Task goal: Reproduce verbatim the stretch of the records below, from the line containing "the woman's eyebrow." through the end of the records.

Dataset excerpts:

- - - - -

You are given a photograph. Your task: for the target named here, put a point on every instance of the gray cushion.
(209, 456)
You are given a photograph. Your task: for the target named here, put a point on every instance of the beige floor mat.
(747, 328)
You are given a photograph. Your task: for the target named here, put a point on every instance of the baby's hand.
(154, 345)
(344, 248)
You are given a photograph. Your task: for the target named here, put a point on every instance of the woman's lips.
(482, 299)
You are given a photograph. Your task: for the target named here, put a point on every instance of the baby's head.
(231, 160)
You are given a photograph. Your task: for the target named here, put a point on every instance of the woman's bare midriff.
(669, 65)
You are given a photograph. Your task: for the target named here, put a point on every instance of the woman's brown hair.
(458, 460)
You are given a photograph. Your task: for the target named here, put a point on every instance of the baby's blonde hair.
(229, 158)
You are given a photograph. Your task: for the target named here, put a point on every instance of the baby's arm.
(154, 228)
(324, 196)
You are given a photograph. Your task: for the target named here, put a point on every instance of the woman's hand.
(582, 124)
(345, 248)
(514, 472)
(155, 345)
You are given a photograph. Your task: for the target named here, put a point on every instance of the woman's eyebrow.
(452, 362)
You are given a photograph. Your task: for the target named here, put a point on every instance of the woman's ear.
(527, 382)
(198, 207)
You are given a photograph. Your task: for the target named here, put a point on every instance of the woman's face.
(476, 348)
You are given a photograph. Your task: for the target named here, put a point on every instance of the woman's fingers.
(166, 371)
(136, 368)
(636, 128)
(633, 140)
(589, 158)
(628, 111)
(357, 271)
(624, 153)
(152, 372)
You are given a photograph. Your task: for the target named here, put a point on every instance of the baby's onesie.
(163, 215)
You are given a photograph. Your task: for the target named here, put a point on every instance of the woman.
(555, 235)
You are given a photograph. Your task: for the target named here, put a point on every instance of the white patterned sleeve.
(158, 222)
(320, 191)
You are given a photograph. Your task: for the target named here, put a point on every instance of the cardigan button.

- - - - -

Result of this exercise:
You are given a photograph. Your task: for the target named here, put a point on every instance of the woman's eyebrow.
(452, 362)
You are given a photograph. Your task: for the target named here, put a point on every instance of the woman's ear.
(527, 382)
(198, 207)
You are given a photograph. Your task: for the target named here, put a point on every instance of the woman's face.
(476, 348)
You are given a photograph. Your task: for the target named here, put a point on every instance of the woman's fingers.
(166, 371)
(136, 368)
(636, 128)
(633, 140)
(589, 158)
(628, 111)
(357, 271)
(624, 153)
(152, 372)
You are given a photograph. Your task: for the target named here, put a point on every instance of the baby's onesie.
(163, 215)
You are given a photograph. Your task: for the target named here, put a point on every instance of the woman.
(555, 235)
You are given a photograph. Your task: for the target named here, put a point on every instance of the white patterned sleeve.
(158, 222)
(320, 191)
You are given a photograph. Your task: for the target named here, put a point on every instance of the cardigan button.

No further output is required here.